* PROBLEM TO SOLVE: Give the listing again character for character, but drop the images.

Begin DATA SECTION

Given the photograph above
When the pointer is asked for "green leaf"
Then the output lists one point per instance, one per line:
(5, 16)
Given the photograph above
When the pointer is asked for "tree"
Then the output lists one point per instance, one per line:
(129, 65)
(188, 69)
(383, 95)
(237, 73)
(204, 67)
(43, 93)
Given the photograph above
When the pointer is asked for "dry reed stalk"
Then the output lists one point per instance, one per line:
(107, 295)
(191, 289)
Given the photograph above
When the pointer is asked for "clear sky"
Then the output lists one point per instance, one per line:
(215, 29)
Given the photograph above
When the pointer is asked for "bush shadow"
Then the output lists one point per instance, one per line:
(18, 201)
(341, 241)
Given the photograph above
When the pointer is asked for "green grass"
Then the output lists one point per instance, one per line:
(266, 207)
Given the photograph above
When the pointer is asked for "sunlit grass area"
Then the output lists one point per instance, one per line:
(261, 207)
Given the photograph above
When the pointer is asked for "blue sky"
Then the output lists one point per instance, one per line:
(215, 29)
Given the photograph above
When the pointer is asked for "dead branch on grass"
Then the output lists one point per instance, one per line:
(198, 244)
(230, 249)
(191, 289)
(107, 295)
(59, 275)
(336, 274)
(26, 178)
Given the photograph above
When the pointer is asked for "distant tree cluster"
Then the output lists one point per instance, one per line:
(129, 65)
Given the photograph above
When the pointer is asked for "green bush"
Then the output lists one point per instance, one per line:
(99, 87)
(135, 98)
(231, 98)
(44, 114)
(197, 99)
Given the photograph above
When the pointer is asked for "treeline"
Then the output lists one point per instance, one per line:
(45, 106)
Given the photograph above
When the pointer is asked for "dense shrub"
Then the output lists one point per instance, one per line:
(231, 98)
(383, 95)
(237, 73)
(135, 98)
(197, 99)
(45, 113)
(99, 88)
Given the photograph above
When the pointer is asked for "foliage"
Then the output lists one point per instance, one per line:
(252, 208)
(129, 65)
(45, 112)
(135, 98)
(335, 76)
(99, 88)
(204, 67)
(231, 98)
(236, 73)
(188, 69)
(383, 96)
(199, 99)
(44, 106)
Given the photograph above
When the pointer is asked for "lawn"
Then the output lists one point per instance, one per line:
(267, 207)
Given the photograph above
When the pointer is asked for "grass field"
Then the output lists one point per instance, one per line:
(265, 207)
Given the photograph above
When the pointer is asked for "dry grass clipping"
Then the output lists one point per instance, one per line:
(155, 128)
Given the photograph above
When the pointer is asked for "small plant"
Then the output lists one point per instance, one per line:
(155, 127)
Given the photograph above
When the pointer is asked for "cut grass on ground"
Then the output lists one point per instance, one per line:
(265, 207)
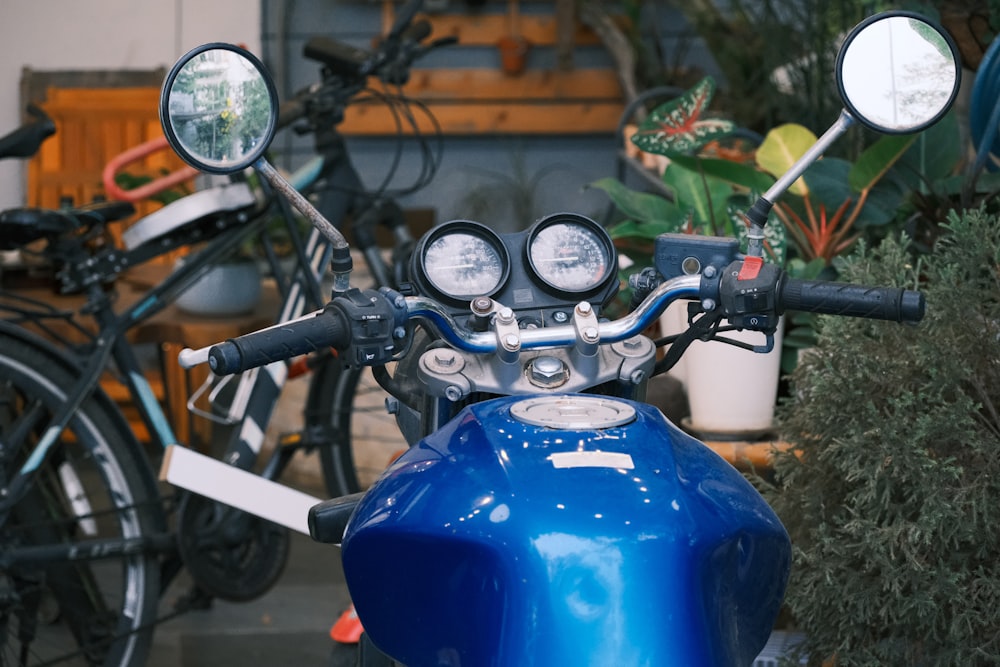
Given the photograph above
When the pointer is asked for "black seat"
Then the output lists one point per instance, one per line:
(25, 140)
(20, 226)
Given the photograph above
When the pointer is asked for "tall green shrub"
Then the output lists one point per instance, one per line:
(891, 492)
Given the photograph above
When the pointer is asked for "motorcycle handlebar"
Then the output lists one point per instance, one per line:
(831, 298)
(339, 325)
(316, 331)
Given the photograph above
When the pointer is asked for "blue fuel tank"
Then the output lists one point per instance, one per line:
(565, 530)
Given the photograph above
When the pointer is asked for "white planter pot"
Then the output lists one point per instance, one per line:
(226, 290)
(731, 392)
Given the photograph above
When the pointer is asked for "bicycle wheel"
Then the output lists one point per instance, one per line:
(81, 605)
(358, 437)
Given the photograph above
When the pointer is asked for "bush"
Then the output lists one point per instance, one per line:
(891, 492)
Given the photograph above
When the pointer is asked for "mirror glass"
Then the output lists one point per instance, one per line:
(898, 73)
(219, 108)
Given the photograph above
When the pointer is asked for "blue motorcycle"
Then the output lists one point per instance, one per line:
(544, 514)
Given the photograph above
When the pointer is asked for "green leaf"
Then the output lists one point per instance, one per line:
(934, 155)
(827, 182)
(781, 148)
(741, 175)
(632, 230)
(639, 206)
(883, 202)
(677, 127)
(877, 159)
(704, 196)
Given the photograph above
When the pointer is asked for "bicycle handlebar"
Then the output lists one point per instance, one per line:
(155, 186)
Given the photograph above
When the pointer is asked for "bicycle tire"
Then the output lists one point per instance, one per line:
(94, 483)
(358, 437)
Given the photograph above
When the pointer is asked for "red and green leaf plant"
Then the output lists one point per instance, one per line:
(677, 126)
(835, 200)
(703, 192)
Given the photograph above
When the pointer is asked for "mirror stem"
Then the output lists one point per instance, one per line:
(757, 215)
(341, 262)
(816, 151)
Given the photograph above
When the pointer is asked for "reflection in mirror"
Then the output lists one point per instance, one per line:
(898, 74)
(220, 110)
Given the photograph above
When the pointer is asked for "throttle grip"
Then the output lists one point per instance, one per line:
(326, 328)
(832, 298)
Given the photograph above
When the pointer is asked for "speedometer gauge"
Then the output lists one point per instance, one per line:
(463, 260)
(570, 252)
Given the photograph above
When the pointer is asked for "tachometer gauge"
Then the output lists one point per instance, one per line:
(464, 260)
(571, 253)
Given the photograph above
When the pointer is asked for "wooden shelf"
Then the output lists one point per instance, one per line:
(472, 101)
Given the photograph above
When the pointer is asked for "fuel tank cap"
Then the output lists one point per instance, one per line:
(572, 413)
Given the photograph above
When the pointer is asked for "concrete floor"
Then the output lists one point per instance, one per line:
(289, 625)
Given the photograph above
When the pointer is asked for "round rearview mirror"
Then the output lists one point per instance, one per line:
(898, 73)
(219, 108)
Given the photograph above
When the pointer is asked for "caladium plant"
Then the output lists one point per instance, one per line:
(704, 195)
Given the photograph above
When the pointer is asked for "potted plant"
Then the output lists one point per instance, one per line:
(890, 492)
(709, 189)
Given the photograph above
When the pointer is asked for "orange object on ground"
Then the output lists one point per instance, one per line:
(347, 629)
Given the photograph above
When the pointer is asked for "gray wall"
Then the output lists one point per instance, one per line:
(469, 163)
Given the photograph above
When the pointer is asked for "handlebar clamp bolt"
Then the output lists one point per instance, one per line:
(482, 305)
(548, 372)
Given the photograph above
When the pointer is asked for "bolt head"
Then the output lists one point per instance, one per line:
(547, 372)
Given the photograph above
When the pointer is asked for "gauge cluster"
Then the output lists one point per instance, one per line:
(542, 272)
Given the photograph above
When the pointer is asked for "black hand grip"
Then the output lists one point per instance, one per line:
(284, 341)
(289, 112)
(880, 303)
(417, 32)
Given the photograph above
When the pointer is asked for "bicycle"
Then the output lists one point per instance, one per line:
(88, 547)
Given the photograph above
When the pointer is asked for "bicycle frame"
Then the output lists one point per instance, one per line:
(110, 343)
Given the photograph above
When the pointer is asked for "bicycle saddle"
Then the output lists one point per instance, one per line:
(20, 226)
(25, 140)
(188, 213)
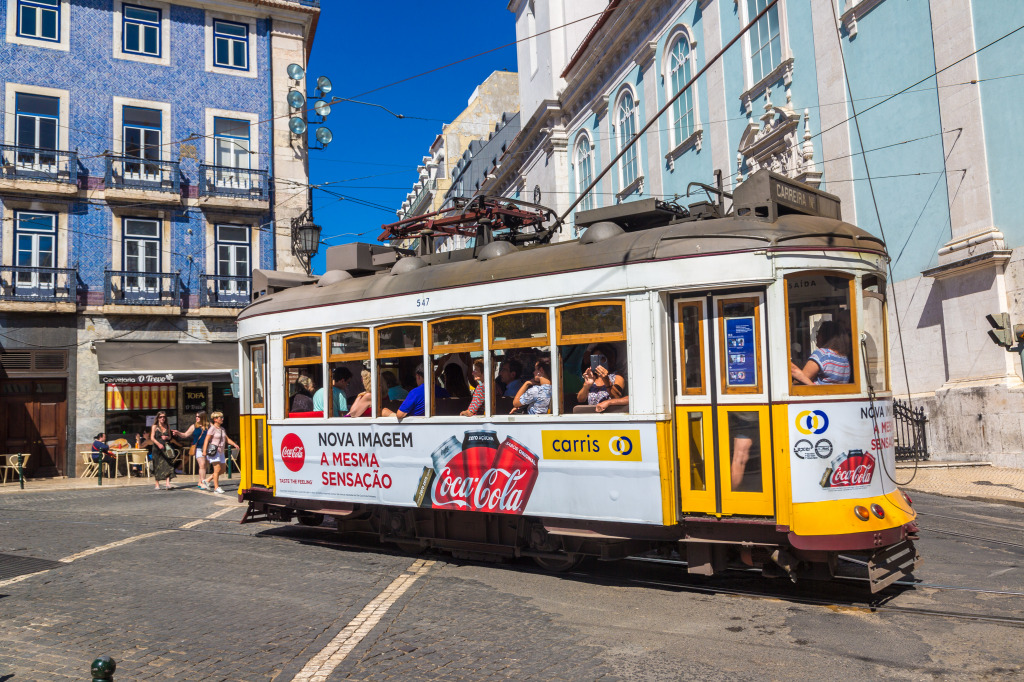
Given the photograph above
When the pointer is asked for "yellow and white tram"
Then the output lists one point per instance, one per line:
(718, 446)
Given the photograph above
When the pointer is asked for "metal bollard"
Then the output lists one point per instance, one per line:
(102, 669)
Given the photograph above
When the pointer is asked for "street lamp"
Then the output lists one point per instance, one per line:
(305, 239)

End DATA SECTION

* OUTPUT BELOW:
Given the photograph above
When the pointer is asked for "green leaf"
Then the output lists one point per instance, one per line:
(5, 16)
Given the photograph above
When the pointer is asked for "tree"
Then the output lists one point per instance, one per line:
(129, 65)
(188, 69)
(383, 95)
(237, 73)
(204, 67)
(43, 93)
Given the photograph above
When the pointer is asked for "dry reed stalk"
Then the output lists one point per instance, one per line:
(107, 295)
(191, 289)
Given the photograph above
When the pointer is asked for "clear sky"
Then the output lists one point per instance, one per line:
(215, 29)
Given the photograph above
When the pointer is asked for "bush shadow"
Then the output lists one point per instance, one per line:
(18, 201)
(341, 241)
Given the photograph above
When the pointer is asked for "green grass"
Then the output lists one point per instance, one per line:
(266, 207)
Given the photograph above
When the pointer is asked for "sunlit grass area"
Then the output lists one point per instance, one per line:
(261, 207)
Given the photograph above
When the pointer is asked for "blue sky"
Then the output lists one point per instance, one per line:
(215, 29)
Given the photograph above
When the pointer is asked for "dead branch on grass"
Then the output lists one point per instance, one per line:
(198, 244)
(230, 249)
(191, 289)
(107, 295)
(59, 275)
(336, 274)
(26, 178)
Given the photograph above
When the pointer is asked for "distant tree cluster"
Then the output lists one point per instance, one per line:
(129, 65)
Given the photograph above
When the pointer is asked for "green bush"
Then the output lists one point per instance, one per line:
(99, 87)
(135, 98)
(231, 98)
(44, 114)
(197, 99)
Given the photograph above
When the pointer is asked for "treeline"
Then the output lists one point per instance, one per line:
(45, 106)
Given the photograph above
When the pointer is asked for "dense shrub"
Then the output lists one point per instance, one per line:
(231, 98)
(383, 95)
(237, 73)
(135, 98)
(197, 99)
(45, 113)
(99, 88)
Given the photograph above
When the pointer is asked for "foliage"
Then the output lists one point per instance, one per line:
(252, 208)
(129, 65)
(45, 112)
(135, 98)
(335, 76)
(99, 88)
(204, 67)
(231, 98)
(236, 73)
(188, 69)
(383, 96)
(199, 99)
(44, 106)
Given the photograph above
When the pointer is asked for "lawn"
Then the output lists one point per instance, one per line:
(267, 207)
Given the photograph above
When the pointer is asked for "grass field"
Then the output lists one point per instance, one per line:
(265, 207)
Given the photograph above
When the pointer is asked for "dry grass clipping"
Then the output lists one point per instance, one per line:
(155, 128)
Given the photograph above
When the pointer is asked for "small plant"
Then the output lists one point per instance, one per line:
(155, 127)
Given the photograph above
When the pointer is asked for "cut grass on ground"
Then the output lists one point per instance, one per line:
(265, 207)
Given the photograph above
When the pointer is asked for "black seat"
Then the output lists one point per instance, one per line:
(25, 140)
(20, 226)
Given the photograph above
When the pointer is asked for "tall green shrub"
Then the output lists one point per instance, one per line:
(891, 492)
Given the photograph above
When the pointer is asked for "motorcycle handlebar"
Then the output lists one point per instance, one per line:
(831, 298)
(339, 325)
(316, 331)
Given the photograph above
When the pointer is asked for "blue fuel tank"
Then the output lists one point per instance, one per line:
(565, 530)
Given the photograph above
When the pointer is asked for "white planter pot"
Then the output lists one point per instance, one per line:
(226, 290)
(731, 392)
Given the photograph above
When the pointer is asked for "bicycle wheel"
Then the output lists one point per instance, one per line:
(81, 605)
(358, 437)
Given the photograph above
When the pointer is asked for "bush"
Then the output lists one point per instance, one per line:
(891, 492)
Given the photograph above
When the pointer is asked for "mirror glass"
Then the output lists one point per instance, one per line:
(898, 73)
(219, 108)
Given the photograph above
When the pointer is asked for "blue motorcycle"
Then the output lists one point per instance, one per line:
(544, 514)
Given the photograph above
When the pointer is asked for "green leaf"
Then the output lists one point per instance, one per line:
(934, 155)
(827, 182)
(781, 148)
(741, 175)
(632, 230)
(639, 206)
(883, 202)
(677, 127)
(877, 159)
(704, 196)
Given the photograph above
When the pointer is asked for "bicycle handlebar"
Then the output lists one point per instance, one per line:
(155, 186)
Given the photograph above
When the pointer is asked for "bicycle tire"
Then the output lists one point per instance, one per line:
(94, 483)
(358, 437)
Given the photograph above
When the pointer is asked for "red and green leaf plant"
Then the output lists one point per instance, one per line:
(677, 126)
(835, 200)
(703, 192)
Given the photograph above
When the pointer is asked for "mirror stem"
Then the output lists one point per instance, one per line:
(757, 215)
(341, 262)
(816, 151)
Given the photograph above
When the pointer is asked for "reflection in mirror"
Then the output lists one point per instance, one per line:
(898, 74)
(220, 110)
Given the photograph above
When the pointer is asked for "throttle grip"
Then the output lists one point per instance, one per line:
(326, 328)
(832, 298)
Given the photograph above
When the pointer is asked for "speedometer gauge"
Then the output lists one point per instance, one per line:
(463, 260)
(570, 252)
Given the photograph above
When the pointer is asked for "tachometer gauge"
Then the output lists one point per instance, one per line:
(464, 260)
(571, 253)
Given the photograph above
When the pointer is asked for "wooden shelf"
Then the output lists one point per instance, one per line:
(472, 101)
Given the photograph above
When the pointer is asked for "fuel tank cap"
Then the output lists one point per instance, one per line:
(572, 413)
Given the photograph above
When the pointer is asked for "concrete floor"
Then the output lists one point per instance, one per line:
(289, 625)
Given the photograph above
When the pointer is asked for "round rearview mirror"
Then the output lists one point per instance, one per line:
(898, 73)
(219, 108)
Given the photograph above
When the pointer is asked for "caladium plant"
Then the output lists one point per instance, one per line:
(704, 195)
Given the photograph above
When the pointer is asked for "potted plant"
Then the output lists one point per instance, one per line:
(890, 492)
(709, 189)
Given the photograph above
When the pointer is asked for "orange object on ground"
Then the output lists one point per instance, one per line:
(347, 629)
Given the photograph above
When the pointer is asked for "gray wall"
Then the output lists one point per instance, one per line:
(469, 163)
Given the photograph above
When the pointer is asked for "handlebar clamp bolt"
Then the output lists one point per instance, one per line:
(482, 305)
(548, 372)
Given the photograph above
When the pointer is asked for "bolt head"
Then the output lists one point per instance, one per line:
(547, 372)
Given the photograph above
When the pointer is asked for "gauge cluster"
Then the output lists one point per instance, one per line:
(542, 272)
Given the photograph above
When the pointer is asked for "black hand grip"
Then the output lists one point per instance, one per line:
(284, 341)
(289, 112)
(880, 303)
(417, 32)
Given the photograph above
When the pointer is asked for "bicycle"
Then the output lists one point per instance, one per line:
(88, 547)
Given the photograph above
When the pointer is asked for "bicycle frame"
Then the output lists one point per instance, one per line:
(110, 343)
Given the photograph above
When the pointer is asked for "bicycle saddle"
Then the output lists one point per instance, one per line:
(20, 226)
(25, 140)
(188, 213)
Given the photograph above
When the pointer is asked for "yellow and white tram"
Then the output lists one point per instance, one per line:
(718, 446)
Given the photograph above
When the pointer is asked for "metal bollard"
Then the output lists one point per instance, one per line:
(102, 669)
Given the photograph above
When the pointer is asked for "street lamp"
Then the output lists one point per instance, one per line:
(305, 239)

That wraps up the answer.